──────── SOURCE MATERIAL

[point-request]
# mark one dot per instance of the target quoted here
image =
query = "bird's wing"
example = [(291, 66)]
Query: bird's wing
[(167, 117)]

────────────────

> **WORK INSTRUCTION**: An exact reproduction of all the records is needed.

> **PROBLEM SOLUTION**:
[point-request]
# mark one dot per instance of the target quoted here
image =
query = "bird's wing"
example = [(291, 66)]
Query: bird's wing
[(167, 117)]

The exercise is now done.